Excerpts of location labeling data
::::
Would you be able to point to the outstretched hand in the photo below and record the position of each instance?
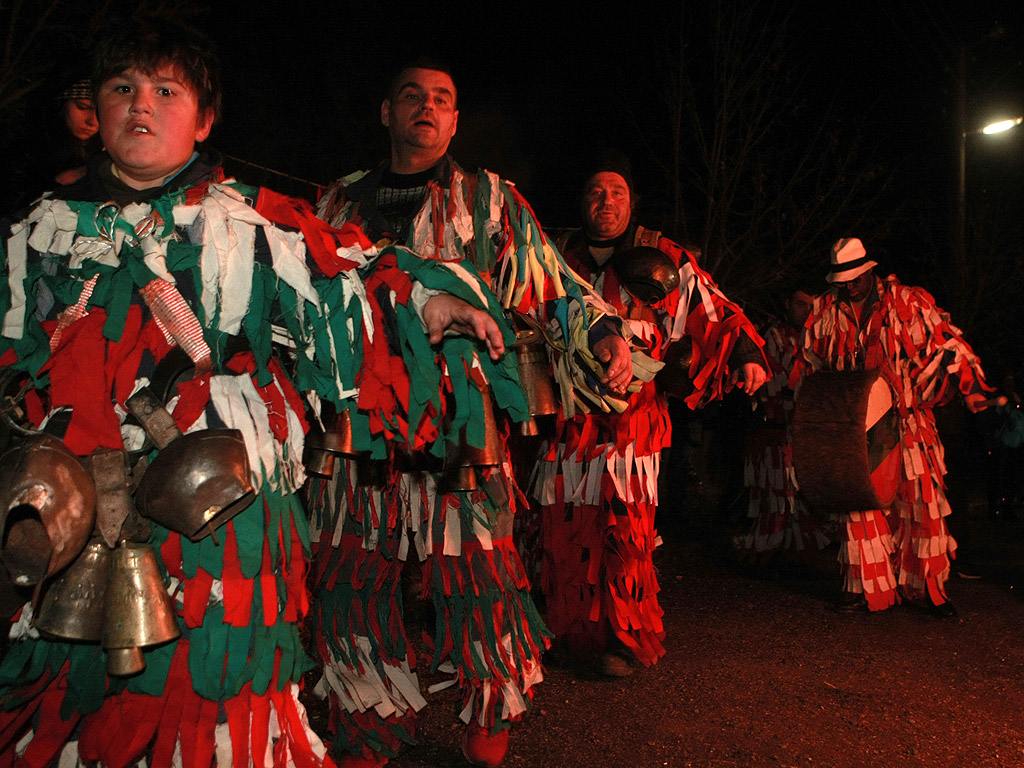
(614, 351)
(446, 312)
(750, 377)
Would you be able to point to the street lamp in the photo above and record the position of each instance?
(1003, 125)
(960, 236)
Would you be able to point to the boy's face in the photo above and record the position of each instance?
(150, 124)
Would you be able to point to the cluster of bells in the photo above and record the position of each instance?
(645, 272)
(71, 527)
(74, 530)
(464, 464)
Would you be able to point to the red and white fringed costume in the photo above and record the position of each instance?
(94, 295)
(926, 361)
(780, 521)
(487, 632)
(598, 481)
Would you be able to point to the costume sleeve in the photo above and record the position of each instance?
(530, 278)
(702, 316)
(941, 360)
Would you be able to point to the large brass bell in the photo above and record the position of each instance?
(646, 272)
(137, 609)
(73, 604)
(463, 460)
(335, 439)
(47, 508)
(198, 481)
(531, 357)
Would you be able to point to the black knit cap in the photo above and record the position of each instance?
(611, 161)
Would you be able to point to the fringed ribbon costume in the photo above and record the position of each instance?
(488, 631)
(926, 361)
(94, 296)
(780, 521)
(598, 482)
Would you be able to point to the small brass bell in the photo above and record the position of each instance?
(73, 604)
(137, 610)
(198, 481)
(463, 459)
(335, 439)
(531, 357)
(124, 662)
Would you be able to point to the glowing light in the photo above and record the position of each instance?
(1003, 125)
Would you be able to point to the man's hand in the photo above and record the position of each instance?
(750, 377)
(448, 312)
(615, 353)
(976, 401)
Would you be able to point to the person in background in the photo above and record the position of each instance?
(597, 483)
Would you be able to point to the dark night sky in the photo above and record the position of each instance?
(540, 88)
(543, 86)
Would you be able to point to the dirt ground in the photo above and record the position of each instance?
(761, 674)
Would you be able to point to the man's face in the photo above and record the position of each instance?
(856, 290)
(606, 206)
(80, 117)
(422, 111)
(798, 307)
(150, 124)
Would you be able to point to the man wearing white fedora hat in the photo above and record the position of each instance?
(866, 323)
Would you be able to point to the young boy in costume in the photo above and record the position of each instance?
(152, 256)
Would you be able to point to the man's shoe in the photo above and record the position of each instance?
(943, 610)
(481, 748)
(851, 602)
(965, 569)
(361, 761)
(613, 665)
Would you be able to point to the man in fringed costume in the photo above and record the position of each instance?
(866, 323)
(155, 255)
(598, 482)
(488, 631)
(781, 523)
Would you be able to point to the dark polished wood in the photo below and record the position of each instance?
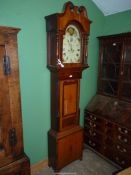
(65, 138)
(12, 156)
(107, 121)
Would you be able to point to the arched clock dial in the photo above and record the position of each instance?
(71, 45)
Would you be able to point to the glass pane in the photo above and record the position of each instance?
(110, 71)
(109, 87)
(126, 91)
(127, 72)
(128, 54)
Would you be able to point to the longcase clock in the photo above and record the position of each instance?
(67, 37)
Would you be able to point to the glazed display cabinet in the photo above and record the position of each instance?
(107, 120)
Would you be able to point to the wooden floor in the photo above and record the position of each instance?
(92, 164)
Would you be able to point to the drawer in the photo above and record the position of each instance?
(69, 149)
(95, 145)
(123, 161)
(124, 139)
(123, 149)
(124, 131)
(93, 135)
(70, 75)
(100, 127)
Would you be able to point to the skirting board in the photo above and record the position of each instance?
(39, 166)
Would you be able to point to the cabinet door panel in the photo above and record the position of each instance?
(69, 103)
(70, 148)
(70, 90)
(111, 51)
(126, 83)
(5, 115)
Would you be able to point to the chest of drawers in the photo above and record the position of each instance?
(107, 133)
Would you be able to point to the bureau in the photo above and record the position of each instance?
(107, 129)
(107, 118)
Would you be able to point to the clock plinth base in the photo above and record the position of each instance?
(64, 147)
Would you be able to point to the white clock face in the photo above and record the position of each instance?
(71, 45)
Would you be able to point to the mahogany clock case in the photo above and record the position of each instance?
(67, 36)
(13, 160)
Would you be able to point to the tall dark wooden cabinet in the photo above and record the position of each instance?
(107, 126)
(13, 161)
(67, 35)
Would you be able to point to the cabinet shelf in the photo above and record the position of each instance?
(109, 79)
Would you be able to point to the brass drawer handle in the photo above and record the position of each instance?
(92, 124)
(92, 143)
(122, 150)
(125, 131)
(92, 117)
(120, 162)
(123, 140)
(70, 76)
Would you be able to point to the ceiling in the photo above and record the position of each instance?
(109, 7)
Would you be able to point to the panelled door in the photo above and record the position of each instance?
(5, 115)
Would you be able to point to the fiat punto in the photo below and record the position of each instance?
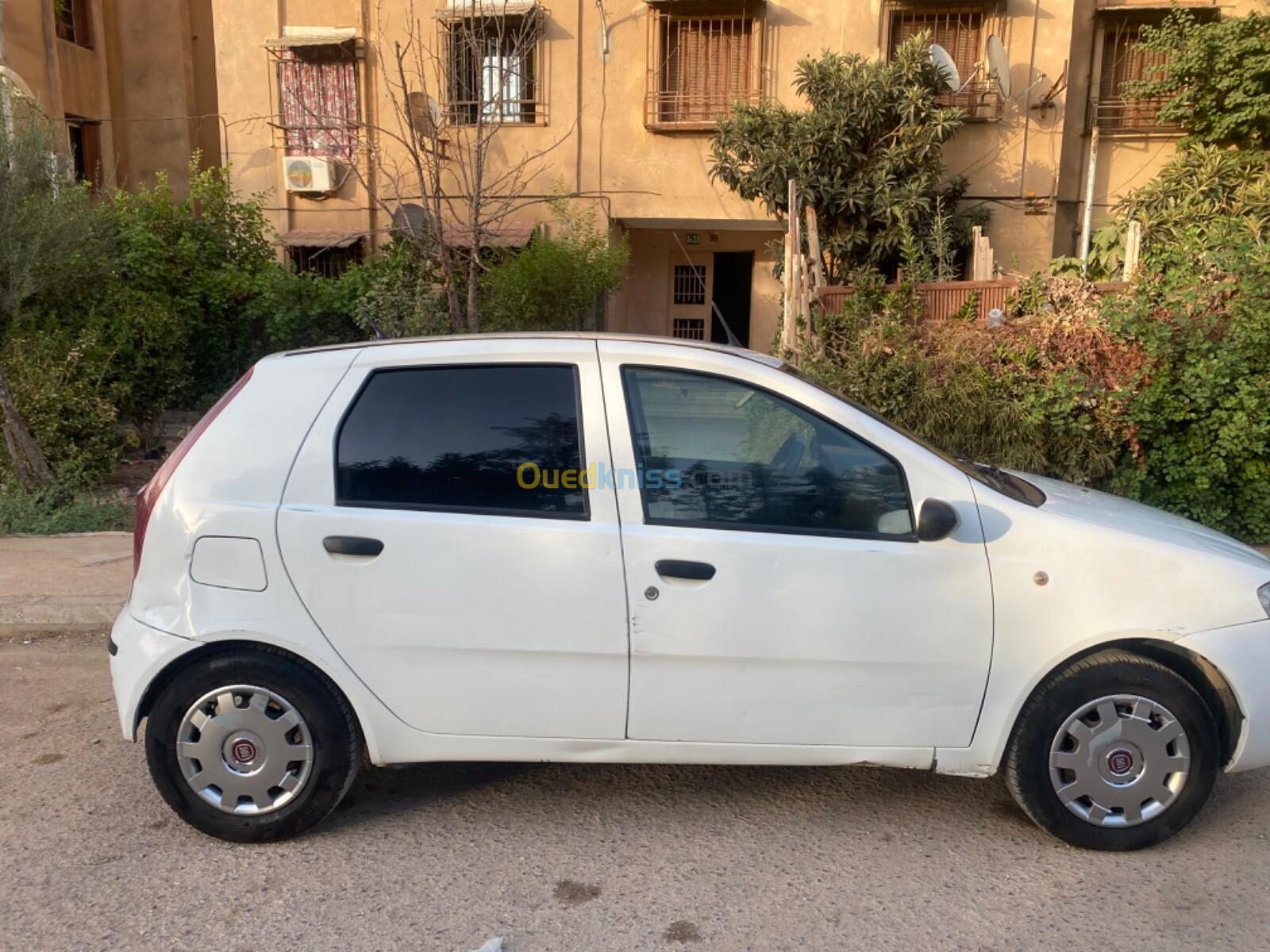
(633, 550)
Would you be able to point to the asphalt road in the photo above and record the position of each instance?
(563, 857)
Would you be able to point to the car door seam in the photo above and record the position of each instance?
(622, 543)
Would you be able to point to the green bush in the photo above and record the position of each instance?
(556, 283)
(65, 404)
(1160, 393)
(1200, 414)
(1026, 395)
(56, 511)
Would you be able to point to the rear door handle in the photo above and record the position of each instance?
(352, 545)
(679, 569)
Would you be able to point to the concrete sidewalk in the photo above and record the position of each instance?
(64, 583)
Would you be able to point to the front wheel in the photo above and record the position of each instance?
(252, 746)
(1115, 752)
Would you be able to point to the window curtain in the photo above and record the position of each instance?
(318, 103)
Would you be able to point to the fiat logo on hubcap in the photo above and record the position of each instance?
(1121, 762)
(244, 750)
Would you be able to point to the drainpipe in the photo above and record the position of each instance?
(1089, 201)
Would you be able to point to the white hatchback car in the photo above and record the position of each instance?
(626, 550)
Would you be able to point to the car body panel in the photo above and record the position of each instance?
(803, 639)
(1242, 654)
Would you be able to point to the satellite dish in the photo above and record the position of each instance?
(13, 82)
(999, 65)
(410, 219)
(948, 69)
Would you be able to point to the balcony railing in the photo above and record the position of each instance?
(691, 111)
(979, 101)
(1130, 116)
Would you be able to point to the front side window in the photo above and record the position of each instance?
(492, 69)
(501, 440)
(702, 61)
(721, 454)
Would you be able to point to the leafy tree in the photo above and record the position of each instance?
(865, 154)
(554, 282)
(1199, 412)
(1203, 198)
(1216, 80)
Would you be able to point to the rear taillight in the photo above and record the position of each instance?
(150, 493)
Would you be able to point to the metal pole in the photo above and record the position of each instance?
(1089, 201)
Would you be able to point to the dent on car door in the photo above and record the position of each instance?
(821, 619)
(486, 602)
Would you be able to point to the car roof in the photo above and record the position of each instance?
(556, 336)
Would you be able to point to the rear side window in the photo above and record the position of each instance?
(499, 440)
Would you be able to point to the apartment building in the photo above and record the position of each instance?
(130, 83)
(620, 97)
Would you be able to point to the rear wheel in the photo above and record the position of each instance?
(1115, 752)
(252, 747)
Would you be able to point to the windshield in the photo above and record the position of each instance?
(991, 476)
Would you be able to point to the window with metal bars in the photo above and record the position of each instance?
(321, 260)
(963, 31)
(689, 328)
(493, 65)
(690, 283)
(702, 63)
(1126, 61)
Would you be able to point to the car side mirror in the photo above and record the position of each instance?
(937, 520)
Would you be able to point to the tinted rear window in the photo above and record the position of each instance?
(454, 438)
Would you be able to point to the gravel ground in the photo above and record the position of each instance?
(563, 857)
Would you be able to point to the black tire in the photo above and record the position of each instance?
(330, 723)
(1108, 673)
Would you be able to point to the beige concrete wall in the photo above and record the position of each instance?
(163, 90)
(1028, 167)
(645, 305)
(144, 63)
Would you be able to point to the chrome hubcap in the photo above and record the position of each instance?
(1119, 761)
(244, 749)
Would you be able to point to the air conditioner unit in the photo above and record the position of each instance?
(306, 173)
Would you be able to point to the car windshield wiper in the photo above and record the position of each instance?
(1003, 482)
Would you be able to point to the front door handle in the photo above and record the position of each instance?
(679, 569)
(352, 545)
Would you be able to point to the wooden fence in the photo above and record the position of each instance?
(941, 300)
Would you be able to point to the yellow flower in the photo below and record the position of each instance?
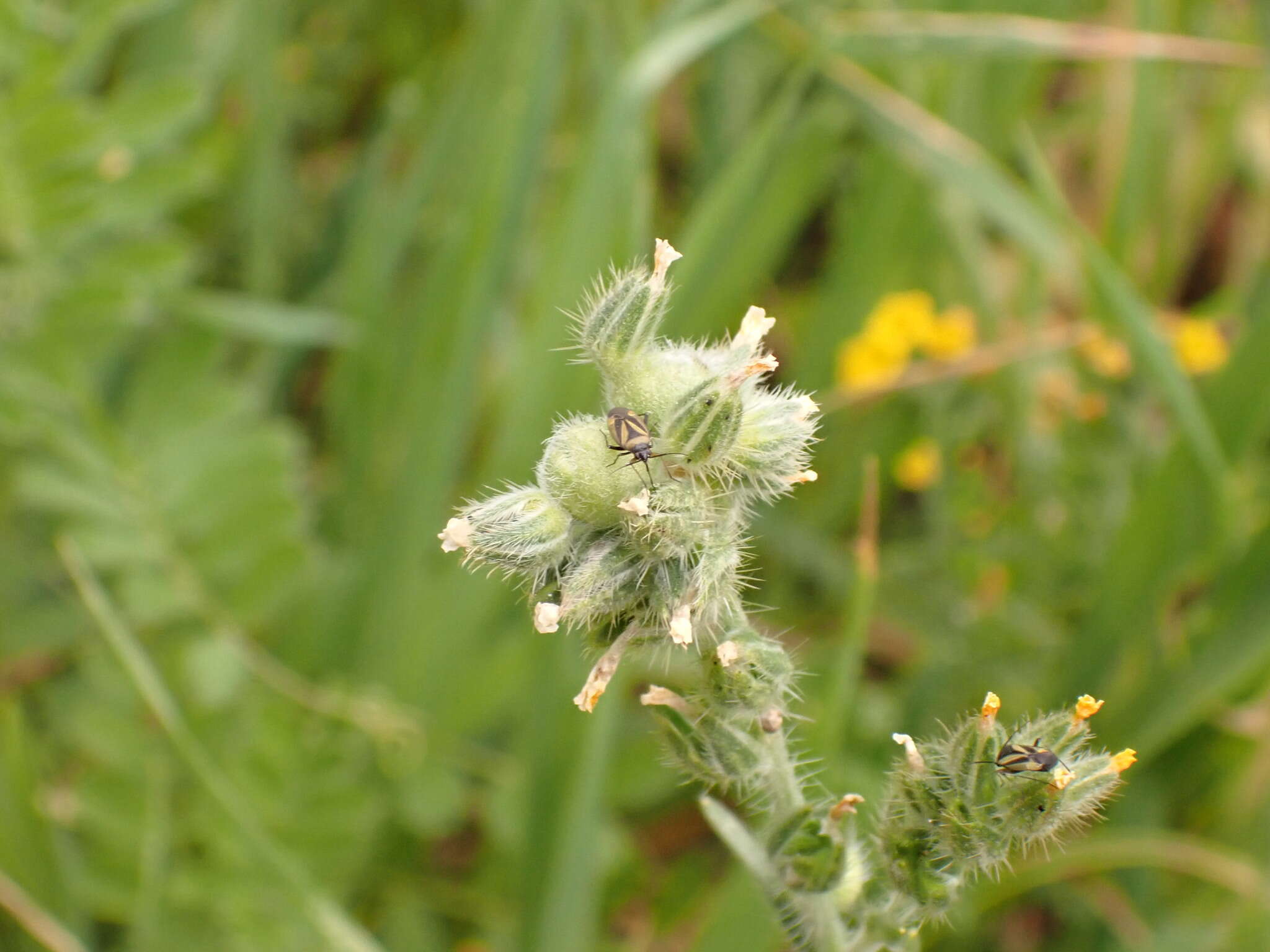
(951, 334)
(1086, 706)
(1106, 356)
(1123, 760)
(991, 705)
(1199, 346)
(864, 366)
(902, 322)
(918, 466)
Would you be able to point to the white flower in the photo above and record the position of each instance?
(848, 805)
(546, 617)
(915, 758)
(637, 505)
(765, 363)
(806, 407)
(662, 258)
(456, 535)
(681, 626)
(753, 327)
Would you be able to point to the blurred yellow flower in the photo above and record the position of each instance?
(1199, 346)
(918, 466)
(905, 319)
(951, 334)
(1123, 760)
(901, 324)
(864, 366)
(1106, 356)
(1086, 706)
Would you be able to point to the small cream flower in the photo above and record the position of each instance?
(546, 617)
(760, 364)
(657, 696)
(637, 505)
(753, 327)
(728, 653)
(1062, 777)
(771, 720)
(911, 753)
(664, 255)
(456, 535)
(848, 805)
(602, 673)
(806, 407)
(681, 626)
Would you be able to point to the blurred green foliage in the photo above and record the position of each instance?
(280, 283)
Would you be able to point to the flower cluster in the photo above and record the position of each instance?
(900, 327)
(966, 804)
(648, 550)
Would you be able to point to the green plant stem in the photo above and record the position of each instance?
(855, 630)
(331, 920)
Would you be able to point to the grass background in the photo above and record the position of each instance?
(280, 283)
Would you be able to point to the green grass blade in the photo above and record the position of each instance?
(940, 152)
(888, 33)
(38, 922)
(331, 920)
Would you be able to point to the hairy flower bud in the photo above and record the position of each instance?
(714, 752)
(757, 674)
(577, 469)
(522, 531)
(621, 318)
(598, 587)
(808, 850)
(982, 794)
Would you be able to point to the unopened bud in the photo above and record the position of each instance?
(728, 653)
(681, 626)
(546, 617)
(771, 720)
(664, 257)
(848, 805)
(753, 327)
(911, 753)
(637, 505)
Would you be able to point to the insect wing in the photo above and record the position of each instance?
(626, 428)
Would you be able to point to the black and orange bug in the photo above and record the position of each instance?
(1024, 758)
(630, 436)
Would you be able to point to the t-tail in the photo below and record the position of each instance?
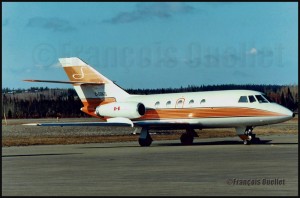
(93, 88)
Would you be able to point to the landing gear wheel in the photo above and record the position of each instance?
(247, 142)
(186, 139)
(145, 138)
(145, 142)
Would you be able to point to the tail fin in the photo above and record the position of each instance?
(91, 95)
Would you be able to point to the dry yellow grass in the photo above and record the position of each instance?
(11, 138)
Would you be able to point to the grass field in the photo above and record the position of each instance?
(15, 134)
::::
Stated problem
Starting from the line where "Would you be able to point to the blurred green" appears, copy every line through the end of the material, both ends included, but no pictures.

Correct output
Would you be able to point to the blurred green foliage in the photo above and record the position of each instance?
(280, 283)
Would you be able to point to the flower cluster in the photo above and record the position of each instance?
(900, 327)
(966, 804)
(648, 550)
Would you be able to point to the green plant stem in the photo above and record the position of each instance?
(855, 630)
(331, 920)
Would you be able to point to the grass background in the photo above and record the position of each instance?
(280, 283)
Would you be able to point to the green grass blade in the photo above and record the position of each instance?
(940, 152)
(888, 33)
(38, 922)
(331, 920)
Would you be able to point to the hairy flower bud in the photo above and record the position of each instance?
(714, 752)
(757, 674)
(577, 469)
(522, 531)
(621, 318)
(598, 587)
(808, 850)
(982, 794)
Would you be able to point to the unopened bud in the photo above and record the position of each instance?
(728, 653)
(681, 626)
(546, 617)
(771, 720)
(664, 257)
(848, 805)
(753, 327)
(911, 753)
(637, 505)
Would you be able to point to the insect wing in the photo above and record the position of each instance?
(626, 428)
Would you be able to point to the black and orange bug in the photo above and record the position of each instance?
(1024, 758)
(630, 436)
Would you be able to point to the t-tail in the photo below and record the position of each instance?
(93, 88)
Would you be able to point to the landing gear wheel in the photo above and record the position of each instance?
(247, 142)
(186, 139)
(145, 138)
(145, 142)
Would you be able to point to the tail fin in the photo above and record the position of each instance?
(91, 95)
Would you be able to point to the dry yellow grass in the photo above and record the position of each instance?
(11, 138)
Would you be able to point to the grass field in the photo above and record the position of each instance?
(15, 134)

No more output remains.